#### [Extrait choisi]
>>>>>
C’est donc pour le compte de cette association, choisie par les étudiants comme leur préférée parmi un panel proposé, que l’Université a interpellé les cyclistes. Sur une période de quatre semaines, elle s’est ainsi engagée à faire quotidiennement un don à l’association, proportionnel au nombre de casques recensés. 10 euros par jour pour 1% de cyclistes casqués, 1000 euros pour 100%.
Coup de pédale dans l'eau
La procédure incitative n’a donc pas eu l’effet escompté. Raté pour l’effet d’entraînement. Manque de portée de la communication ? Absence de motivation des étudiants par rapport à un challenge avant tout collectif ? Sans doute un peu des deux, mais pas que. Il faut trouver le bon dosage entre les différents leviers qui poussent au changement de comportement. De la pression de conformité à la norme sociale, de l’engagement personnel à l’émulation collective.
Incitation sonnante et alléchante
Un facteur important pour adopter durablement le port du casque est d’expérimenter soi-même le traumatisme de l’accident, ou d’en être témoin. A l'instar du fumeur qui découvre l'état de ses poumons. Mais heureusement, cela n’est pas le cas de la majorité des cyclistes.
Alors que faire ?
Pragmatiques, les chercheurs envisagent à présent de tester l’incitation financière directe : proposer de l’argent aux cyclistes qui portent le casque. Ils ont déjà sondé les étudiants : « Combien faudrait-il vous payer pour porter le casque à chaque utilisation du vélo pendant un mois ? ». En moyenne, la réponse est 20 euros. L’idée des deux chercheurs est de récompenser un cycliste par tirage au sort parmi les étudiants repérés casqués. Ce qui permettrait à l’heureux gagnant de toucher une somme d’argent plus conséquente.
<<<<<
#### [Données extraites d'une collection]
>>>>>
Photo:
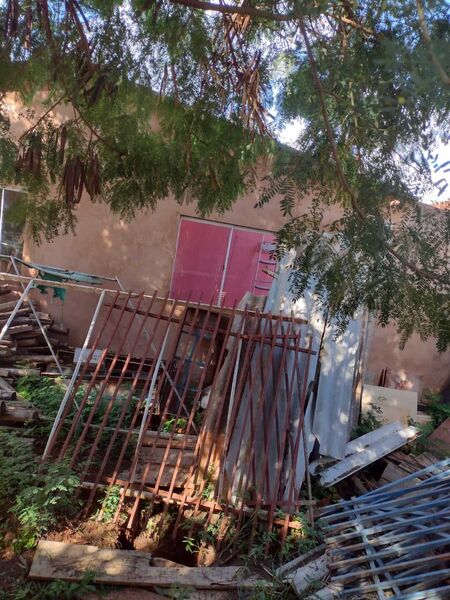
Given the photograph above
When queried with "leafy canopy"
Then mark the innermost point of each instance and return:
(184, 97)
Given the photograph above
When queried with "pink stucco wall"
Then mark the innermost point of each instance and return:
(142, 253)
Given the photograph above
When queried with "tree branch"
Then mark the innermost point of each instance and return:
(42, 117)
(340, 172)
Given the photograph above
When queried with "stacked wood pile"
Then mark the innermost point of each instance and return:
(24, 341)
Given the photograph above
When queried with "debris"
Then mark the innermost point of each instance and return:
(310, 575)
(70, 562)
(126, 594)
(440, 439)
(367, 449)
(301, 560)
(398, 465)
(17, 412)
(394, 404)
(393, 540)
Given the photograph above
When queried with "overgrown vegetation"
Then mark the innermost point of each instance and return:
(439, 412)
(167, 99)
(56, 590)
(368, 421)
(33, 497)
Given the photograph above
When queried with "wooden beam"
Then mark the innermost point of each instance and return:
(70, 562)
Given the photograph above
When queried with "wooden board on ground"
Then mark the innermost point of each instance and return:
(395, 405)
(70, 562)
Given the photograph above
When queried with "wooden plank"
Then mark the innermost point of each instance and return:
(353, 463)
(395, 405)
(70, 562)
(5, 387)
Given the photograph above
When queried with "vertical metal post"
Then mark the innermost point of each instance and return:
(225, 268)
(152, 346)
(74, 375)
(15, 309)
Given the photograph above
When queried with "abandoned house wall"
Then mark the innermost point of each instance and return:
(141, 253)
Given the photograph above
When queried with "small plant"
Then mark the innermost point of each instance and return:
(33, 497)
(368, 422)
(173, 424)
(56, 590)
(438, 410)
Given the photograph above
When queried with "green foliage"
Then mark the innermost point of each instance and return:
(190, 545)
(32, 496)
(46, 393)
(166, 100)
(368, 422)
(110, 502)
(56, 590)
(48, 494)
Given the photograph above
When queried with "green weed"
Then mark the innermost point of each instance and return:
(110, 502)
(368, 422)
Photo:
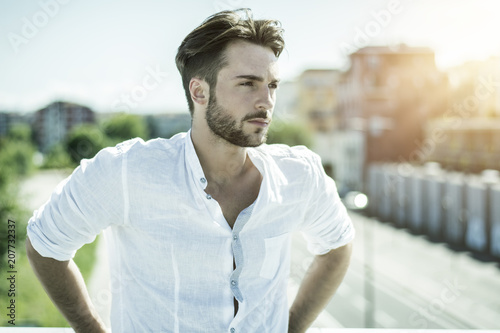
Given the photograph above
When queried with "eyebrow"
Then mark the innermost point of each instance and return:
(254, 78)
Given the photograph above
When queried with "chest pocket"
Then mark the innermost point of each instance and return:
(272, 260)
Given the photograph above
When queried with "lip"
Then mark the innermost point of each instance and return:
(259, 122)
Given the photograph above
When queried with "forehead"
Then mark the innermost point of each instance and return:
(245, 58)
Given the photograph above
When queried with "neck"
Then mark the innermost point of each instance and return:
(222, 162)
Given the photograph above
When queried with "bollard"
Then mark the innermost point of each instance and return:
(415, 216)
(495, 220)
(433, 188)
(385, 192)
(401, 200)
(373, 198)
(454, 208)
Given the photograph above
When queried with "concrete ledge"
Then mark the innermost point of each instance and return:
(312, 330)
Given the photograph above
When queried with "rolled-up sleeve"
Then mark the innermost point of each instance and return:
(88, 201)
(327, 225)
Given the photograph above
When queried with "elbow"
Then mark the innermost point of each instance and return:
(31, 253)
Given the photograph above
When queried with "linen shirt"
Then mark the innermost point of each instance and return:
(170, 249)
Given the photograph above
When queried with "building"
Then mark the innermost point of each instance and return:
(317, 99)
(167, 125)
(9, 119)
(53, 122)
(470, 145)
(387, 96)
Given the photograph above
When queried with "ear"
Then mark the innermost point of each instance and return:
(199, 91)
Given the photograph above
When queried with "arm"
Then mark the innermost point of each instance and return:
(64, 284)
(320, 282)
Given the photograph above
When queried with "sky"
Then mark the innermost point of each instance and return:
(119, 55)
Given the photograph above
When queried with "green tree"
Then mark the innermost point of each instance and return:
(57, 157)
(124, 127)
(85, 141)
(20, 132)
(289, 133)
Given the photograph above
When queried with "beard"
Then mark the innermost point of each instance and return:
(223, 125)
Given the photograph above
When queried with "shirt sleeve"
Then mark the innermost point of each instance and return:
(82, 205)
(327, 224)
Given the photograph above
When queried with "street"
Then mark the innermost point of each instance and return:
(399, 280)
(396, 280)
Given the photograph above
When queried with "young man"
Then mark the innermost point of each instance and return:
(198, 226)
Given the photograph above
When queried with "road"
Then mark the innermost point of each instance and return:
(396, 280)
(404, 281)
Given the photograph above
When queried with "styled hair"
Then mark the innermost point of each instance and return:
(202, 53)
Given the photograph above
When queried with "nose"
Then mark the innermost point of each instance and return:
(267, 99)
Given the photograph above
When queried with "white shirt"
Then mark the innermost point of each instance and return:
(171, 250)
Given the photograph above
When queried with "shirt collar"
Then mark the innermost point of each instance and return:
(193, 162)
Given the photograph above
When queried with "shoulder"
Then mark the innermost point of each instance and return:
(137, 147)
(296, 158)
(281, 152)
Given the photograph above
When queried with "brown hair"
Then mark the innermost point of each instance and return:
(201, 53)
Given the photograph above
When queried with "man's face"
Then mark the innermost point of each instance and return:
(240, 111)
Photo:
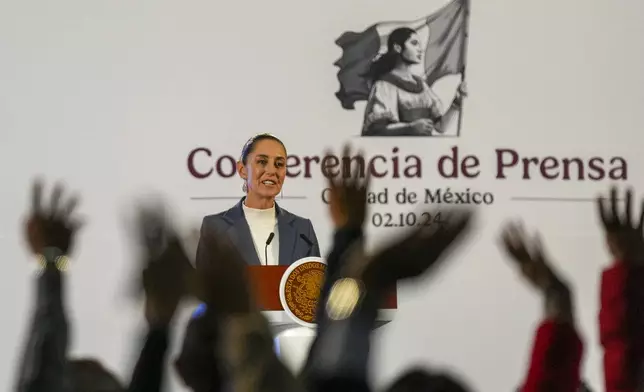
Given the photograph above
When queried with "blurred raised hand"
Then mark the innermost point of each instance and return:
(528, 255)
(167, 275)
(347, 192)
(54, 225)
(623, 234)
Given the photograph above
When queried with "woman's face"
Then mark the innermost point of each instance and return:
(411, 51)
(265, 169)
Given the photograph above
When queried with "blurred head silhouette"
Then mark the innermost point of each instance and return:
(88, 375)
(421, 380)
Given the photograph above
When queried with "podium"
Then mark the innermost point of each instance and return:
(293, 336)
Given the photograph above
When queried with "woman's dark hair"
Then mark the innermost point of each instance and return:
(252, 142)
(387, 61)
(421, 380)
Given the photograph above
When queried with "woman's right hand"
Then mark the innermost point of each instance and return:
(423, 126)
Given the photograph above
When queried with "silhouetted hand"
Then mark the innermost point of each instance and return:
(413, 255)
(223, 276)
(167, 275)
(54, 226)
(348, 194)
(623, 235)
(528, 254)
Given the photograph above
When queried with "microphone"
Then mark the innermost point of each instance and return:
(268, 242)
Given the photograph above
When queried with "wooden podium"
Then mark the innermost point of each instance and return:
(265, 282)
(292, 340)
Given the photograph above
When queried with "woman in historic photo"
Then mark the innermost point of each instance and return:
(400, 102)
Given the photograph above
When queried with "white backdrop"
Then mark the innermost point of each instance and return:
(112, 96)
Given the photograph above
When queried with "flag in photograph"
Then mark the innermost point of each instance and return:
(444, 55)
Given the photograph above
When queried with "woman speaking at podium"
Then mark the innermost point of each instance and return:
(264, 233)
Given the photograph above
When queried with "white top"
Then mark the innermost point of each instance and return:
(262, 223)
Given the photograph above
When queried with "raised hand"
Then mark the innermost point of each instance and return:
(623, 235)
(167, 275)
(529, 256)
(54, 226)
(348, 193)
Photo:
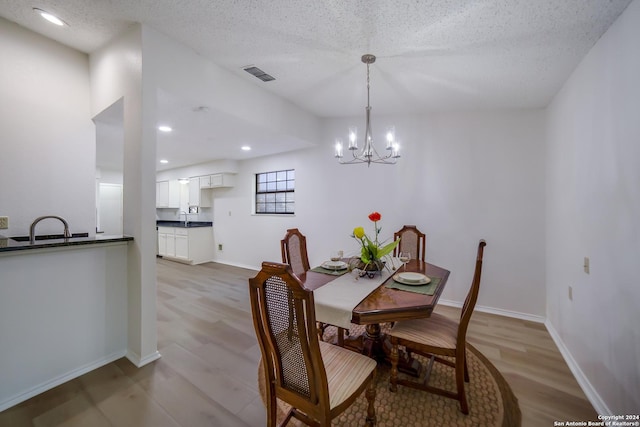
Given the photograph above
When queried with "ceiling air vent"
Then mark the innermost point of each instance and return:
(255, 71)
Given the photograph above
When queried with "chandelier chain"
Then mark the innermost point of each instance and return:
(368, 154)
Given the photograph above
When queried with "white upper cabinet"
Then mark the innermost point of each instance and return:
(168, 194)
(222, 180)
(198, 195)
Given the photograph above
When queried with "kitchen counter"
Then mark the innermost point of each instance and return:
(9, 245)
(182, 224)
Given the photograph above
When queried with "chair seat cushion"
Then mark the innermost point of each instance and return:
(346, 371)
(435, 331)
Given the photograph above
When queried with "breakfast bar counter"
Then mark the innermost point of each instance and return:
(8, 244)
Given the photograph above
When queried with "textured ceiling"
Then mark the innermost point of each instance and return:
(432, 55)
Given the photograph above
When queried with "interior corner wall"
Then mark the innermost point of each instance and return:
(191, 77)
(593, 210)
(117, 72)
(47, 134)
(461, 177)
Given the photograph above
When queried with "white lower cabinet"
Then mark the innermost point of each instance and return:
(190, 245)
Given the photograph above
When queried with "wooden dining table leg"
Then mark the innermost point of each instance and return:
(373, 343)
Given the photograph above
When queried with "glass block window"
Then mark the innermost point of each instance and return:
(275, 192)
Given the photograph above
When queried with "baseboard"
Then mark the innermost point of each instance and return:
(235, 264)
(140, 362)
(48, 385)
(592, 395)
(497, 311)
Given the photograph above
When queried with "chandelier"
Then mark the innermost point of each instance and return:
(368, 154)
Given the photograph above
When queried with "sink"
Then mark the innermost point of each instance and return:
(47, 237)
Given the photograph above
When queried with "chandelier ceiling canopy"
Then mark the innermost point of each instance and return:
(368, 154)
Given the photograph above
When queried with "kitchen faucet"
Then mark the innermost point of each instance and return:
(186, 218)
(32, 230)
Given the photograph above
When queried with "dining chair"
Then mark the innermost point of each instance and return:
(411, 240)
(319, 380)
(294, 251)
(437, 336)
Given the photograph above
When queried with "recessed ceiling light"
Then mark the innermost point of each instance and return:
(49, 17)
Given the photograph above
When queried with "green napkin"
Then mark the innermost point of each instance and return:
(329, 271)
(428, 289)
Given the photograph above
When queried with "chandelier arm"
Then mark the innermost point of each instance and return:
(368, 154)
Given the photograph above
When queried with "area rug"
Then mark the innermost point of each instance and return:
(491, 401)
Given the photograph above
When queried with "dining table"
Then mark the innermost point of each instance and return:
(343, 297)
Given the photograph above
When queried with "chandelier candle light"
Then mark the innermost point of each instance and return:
(368, 154)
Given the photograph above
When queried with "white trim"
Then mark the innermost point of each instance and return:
(140, 362)
(598, 404)
(48, 385)
(235, 264)
(497, 311)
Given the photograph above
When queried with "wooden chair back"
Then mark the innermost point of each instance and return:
(411, 240)
(472, 296)
(294, 251)
(284, 319)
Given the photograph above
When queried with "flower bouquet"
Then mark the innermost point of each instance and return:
(372, 252)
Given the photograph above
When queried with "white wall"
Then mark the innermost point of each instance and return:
(116, 73)
(48, 141)
(462, 177)
(62, 314)
(593, 210)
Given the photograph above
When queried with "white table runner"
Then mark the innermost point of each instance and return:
(336, 300)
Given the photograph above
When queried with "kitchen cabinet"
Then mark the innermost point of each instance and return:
(198, 196)
(222, 180)
(189, 245)
(205, 181)
(168, 194)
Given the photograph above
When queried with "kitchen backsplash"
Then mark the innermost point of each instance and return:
(205, 214)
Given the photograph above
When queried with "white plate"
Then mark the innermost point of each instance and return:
(334, 265)
(412, 277)
(423, 281)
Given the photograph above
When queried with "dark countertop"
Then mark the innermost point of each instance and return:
(190, 224)
(9, 245)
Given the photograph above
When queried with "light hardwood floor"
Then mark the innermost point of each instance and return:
(207, 373)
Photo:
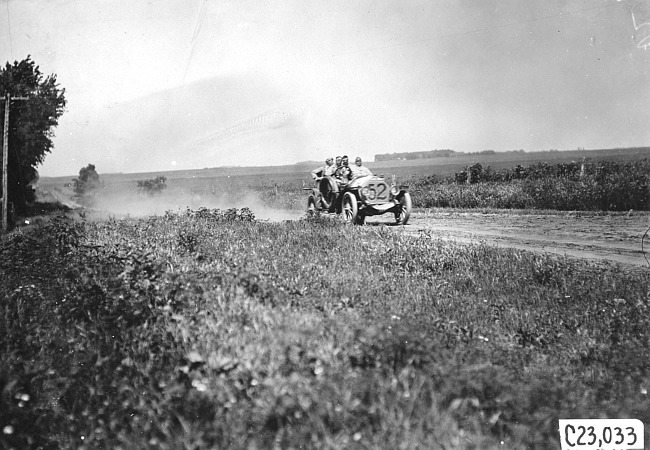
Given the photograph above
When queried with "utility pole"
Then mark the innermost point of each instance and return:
(5, 159)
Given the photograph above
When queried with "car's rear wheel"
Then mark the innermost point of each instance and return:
(404, 212)
(350, 209)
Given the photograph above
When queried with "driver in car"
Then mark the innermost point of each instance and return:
(343, 173)
(324, 171)
(359, 170)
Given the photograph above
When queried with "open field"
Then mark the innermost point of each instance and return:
(204, 328)
(404, 169)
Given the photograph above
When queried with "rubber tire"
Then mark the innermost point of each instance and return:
(311, 206)
(402, 217)
(349, 207)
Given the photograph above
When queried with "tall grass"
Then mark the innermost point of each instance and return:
(207, 329)
(594, 186)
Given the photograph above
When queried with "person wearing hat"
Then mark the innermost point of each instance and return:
(324, 171)
(359, 170)
(343, 172)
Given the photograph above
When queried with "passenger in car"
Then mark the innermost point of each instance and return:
(343, 172)
(324, 171)
(359, 170)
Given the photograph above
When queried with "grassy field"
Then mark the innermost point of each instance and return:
(209, 329)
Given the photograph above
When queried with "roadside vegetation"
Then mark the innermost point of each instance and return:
(588, 186)
(602, 185)
(209, 329)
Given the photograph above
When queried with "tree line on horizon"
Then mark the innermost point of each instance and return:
(443, 153)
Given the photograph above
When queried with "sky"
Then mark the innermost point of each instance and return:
(184, 84)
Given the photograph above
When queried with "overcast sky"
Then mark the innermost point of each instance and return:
(176, 84)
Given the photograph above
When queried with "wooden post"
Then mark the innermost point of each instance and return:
(5, 163)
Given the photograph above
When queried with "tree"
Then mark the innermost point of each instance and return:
(31, 125)
(88, 180)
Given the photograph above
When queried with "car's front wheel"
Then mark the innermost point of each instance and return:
(311, 206)
(404, 211)
(350, 209)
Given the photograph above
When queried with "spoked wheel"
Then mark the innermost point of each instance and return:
(311, 207)
(404, 212)
(350, 209)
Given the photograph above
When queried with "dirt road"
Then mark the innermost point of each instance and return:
(614, 237)
(611, 237)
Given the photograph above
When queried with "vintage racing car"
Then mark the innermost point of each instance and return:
(361, 197)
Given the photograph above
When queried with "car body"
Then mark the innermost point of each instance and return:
(363, 196)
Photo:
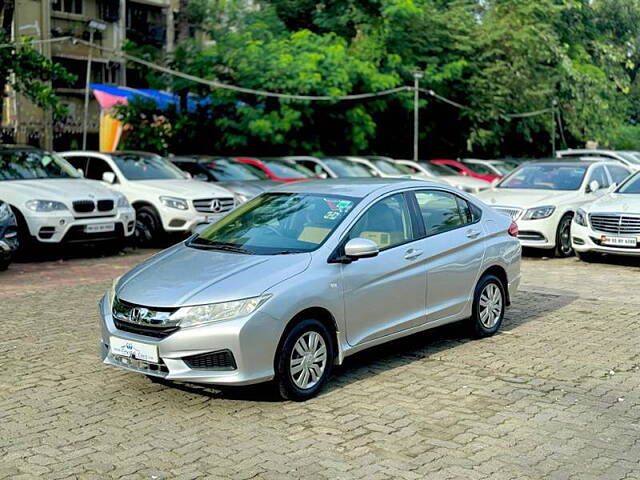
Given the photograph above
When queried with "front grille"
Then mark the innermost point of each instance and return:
(531, 236)
(512, 212)
(618, 224)
(105, 205)
(144, 330)
(220, 360)
(84, 206)
(213, 205)
(152, 322)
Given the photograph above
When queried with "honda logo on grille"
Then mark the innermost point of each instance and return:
(215, 206)
(138, 315)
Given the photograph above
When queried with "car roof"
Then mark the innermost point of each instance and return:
(350, 187)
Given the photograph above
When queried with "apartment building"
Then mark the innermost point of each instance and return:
(146, 22)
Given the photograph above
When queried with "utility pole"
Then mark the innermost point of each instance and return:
(554, 104)
(416, 87)
(93, 26)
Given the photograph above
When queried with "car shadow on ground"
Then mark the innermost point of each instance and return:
(386, 357)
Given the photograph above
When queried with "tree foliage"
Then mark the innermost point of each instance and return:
(495, 56)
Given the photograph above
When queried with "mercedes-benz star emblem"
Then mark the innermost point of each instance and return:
(215, 206)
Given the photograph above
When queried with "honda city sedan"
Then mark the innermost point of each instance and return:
(290, 283)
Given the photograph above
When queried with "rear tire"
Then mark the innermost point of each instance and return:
(148, 226)
(489, 302)
(304, 361)
(563, 237)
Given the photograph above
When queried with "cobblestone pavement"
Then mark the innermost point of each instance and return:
(556, 395)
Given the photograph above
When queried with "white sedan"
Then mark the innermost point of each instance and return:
(542, 197)
(611, 224)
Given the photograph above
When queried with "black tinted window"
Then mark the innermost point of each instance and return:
(443, 211)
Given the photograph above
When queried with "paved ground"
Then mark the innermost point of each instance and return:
(555, 395)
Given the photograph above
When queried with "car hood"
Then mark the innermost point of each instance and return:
(525, 198)
(250, 188)
(616, 203)
(58, 189)
(182, 276)
(188, 189)
(469, 182)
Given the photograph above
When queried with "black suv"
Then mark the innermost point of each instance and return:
(8, 235)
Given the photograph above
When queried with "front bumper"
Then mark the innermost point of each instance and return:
(252, 342)
(585, 240)
(538, 233)
(64, 227)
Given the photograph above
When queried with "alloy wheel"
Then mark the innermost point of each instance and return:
(490, 305)
(308, 360)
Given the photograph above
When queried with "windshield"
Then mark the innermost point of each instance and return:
(33, 164)
(146, 167)
(479, 168)
(387, 167)
(288, 170)
(228, 170)
(546, 177)
(345, 168)
(502, 167)
(277, 223)
(631, 185)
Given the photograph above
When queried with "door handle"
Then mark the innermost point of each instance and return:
(412, 253)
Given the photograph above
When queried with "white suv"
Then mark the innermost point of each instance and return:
(165, 199)
(54, 204)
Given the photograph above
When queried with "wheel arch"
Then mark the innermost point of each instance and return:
(501, 273)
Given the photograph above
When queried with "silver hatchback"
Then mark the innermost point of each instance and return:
(290, 283)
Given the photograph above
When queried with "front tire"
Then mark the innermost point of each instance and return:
(563, 237)
(304, 361)
(148, 226)
(489, 303)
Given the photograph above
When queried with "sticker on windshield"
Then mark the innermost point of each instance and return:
(337, 208)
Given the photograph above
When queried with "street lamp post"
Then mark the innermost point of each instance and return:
(93, 26)
(416, 87)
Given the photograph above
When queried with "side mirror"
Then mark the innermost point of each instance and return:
(109, 177)
(360, 248)
(593, 186)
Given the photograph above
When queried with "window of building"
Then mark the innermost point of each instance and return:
(67, 6)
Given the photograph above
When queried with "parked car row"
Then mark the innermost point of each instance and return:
(85, 196)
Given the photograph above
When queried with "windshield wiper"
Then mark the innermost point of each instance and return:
(204, 244)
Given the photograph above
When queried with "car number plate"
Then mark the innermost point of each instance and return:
(619, 241)
(100, 227)
(131, 349)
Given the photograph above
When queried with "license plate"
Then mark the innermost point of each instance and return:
(131, 349)
(100, 227)
(619, 241)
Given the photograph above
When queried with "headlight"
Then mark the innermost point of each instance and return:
(240, 198)
(581, 217)
(173, 202)
(122, 201)
(5, 211)
(45, 206)
(538, 213)
(215, 312)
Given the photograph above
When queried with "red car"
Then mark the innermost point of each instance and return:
(469, 170)
(278, 170)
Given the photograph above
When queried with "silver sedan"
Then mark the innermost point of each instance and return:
(289, 284)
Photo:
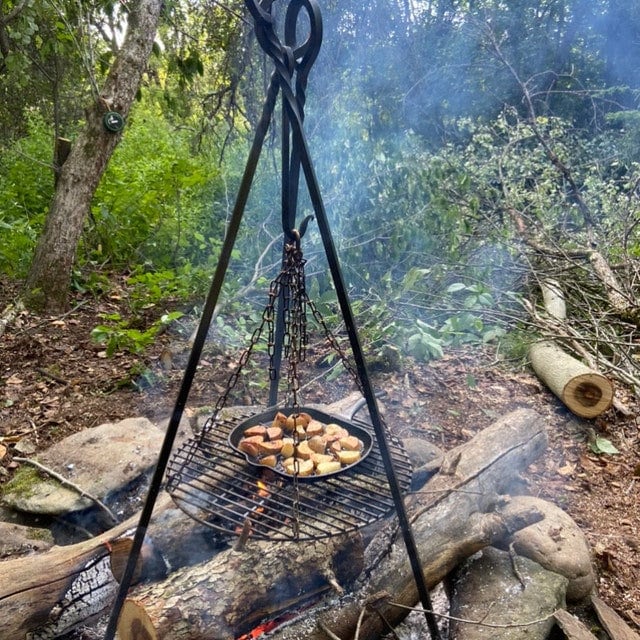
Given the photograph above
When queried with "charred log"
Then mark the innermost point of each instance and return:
(456, 514)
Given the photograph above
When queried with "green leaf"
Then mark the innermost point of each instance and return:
(602, 445)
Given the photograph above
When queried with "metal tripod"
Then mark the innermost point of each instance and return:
(292, 62)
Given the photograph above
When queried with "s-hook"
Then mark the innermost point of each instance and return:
(289, 59)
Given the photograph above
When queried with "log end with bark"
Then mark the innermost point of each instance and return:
(584, 391)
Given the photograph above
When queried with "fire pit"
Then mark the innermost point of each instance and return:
(208, 478)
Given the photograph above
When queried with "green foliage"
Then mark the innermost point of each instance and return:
(118, 335)
(153, 205)
(26, 185)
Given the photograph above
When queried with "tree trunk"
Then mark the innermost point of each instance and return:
(47, 284)
(455, 515)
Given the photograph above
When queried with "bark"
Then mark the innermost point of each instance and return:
(37, 592)
(584, 391)
(453, 517)
(235, 590)
(48, 281)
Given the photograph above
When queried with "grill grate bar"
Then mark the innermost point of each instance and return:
(216, 485)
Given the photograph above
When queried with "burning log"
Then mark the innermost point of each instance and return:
(67, 585)
(455, 515)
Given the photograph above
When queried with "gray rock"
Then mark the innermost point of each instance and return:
(557, 543)
(16, 539)
(100, 461)
(421, 451)
(487, 589)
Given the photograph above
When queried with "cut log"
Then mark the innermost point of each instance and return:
(233, 592)
(38, 592)
(584, 391)
(455, 515)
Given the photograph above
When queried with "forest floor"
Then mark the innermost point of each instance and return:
(55, 381)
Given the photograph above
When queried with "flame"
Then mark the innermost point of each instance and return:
(263, 492)
(265, 627)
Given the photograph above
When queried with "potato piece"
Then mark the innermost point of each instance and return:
(319, 458)
(348, 457)
(328, 467)
(333, 429)
(335, 447)
(300, 467)
(273, 433)
(250, 448)
(250, 445)
(350, 443)
(317, 444)
(288, 448)
(304, 419)
(269, 461)
(297, 420)
(270, 448)
(279, 420)
(315, 428)
(256, 430)
(303, 450)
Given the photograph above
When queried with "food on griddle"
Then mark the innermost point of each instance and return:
(348, 457)
(270, 447)
(288, 447)
(328, 467)
(301, 445)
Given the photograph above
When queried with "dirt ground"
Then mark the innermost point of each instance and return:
(55, 381)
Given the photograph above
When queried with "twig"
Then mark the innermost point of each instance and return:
(48, 320)
(513, 556)
(10, 313)
(62, 480)
(359, 623)
(478, 623)
(53, 376)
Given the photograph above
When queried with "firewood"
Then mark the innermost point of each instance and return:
(454, 516)
(584, 391)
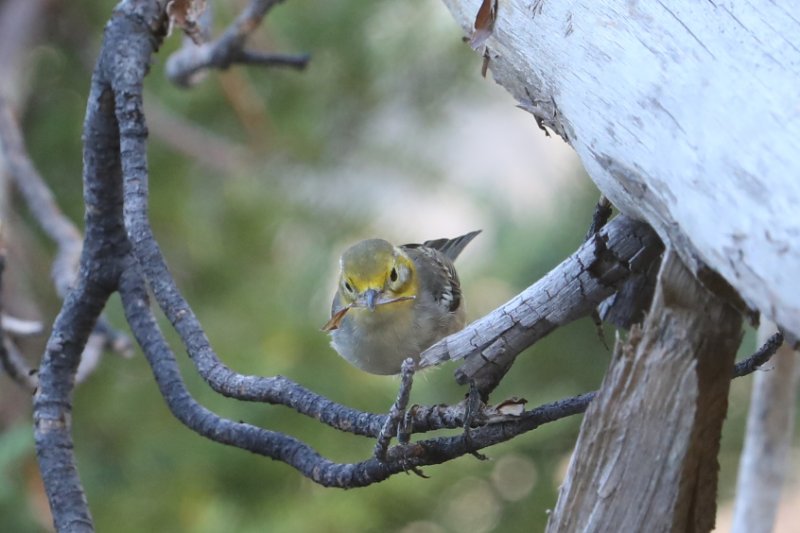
<<<<<
#### [Défi]
Recopiez à l'identique, dans l'extrait ci-dessus sur le port du casque à vélo, tout le passage qui va de « Pragmatiques, les chercheurs » jusqu'à « d’argent plus conséquente. ».

#### [Corrigé]
Pragmatiques, les chercheurs envisagent à présent de tester l’incitation financière directe : proposer de l’argent aux cyclistes qui portent le casque. Ils ont déjà sondé les étudiants : « Combien faudrait-il vous payer pour porter le casque à chaque utilisation du vélo pendant un mois ? ». En moyenne, la réponse est 20 euros. L’idée des deux chercheurs est de récompenser un cycliste par tirage au sort parmi les étudiants repérés casqués. Ce qui permettrait à l’heureux gagnant de toucher une somme d’argent plus conséquente.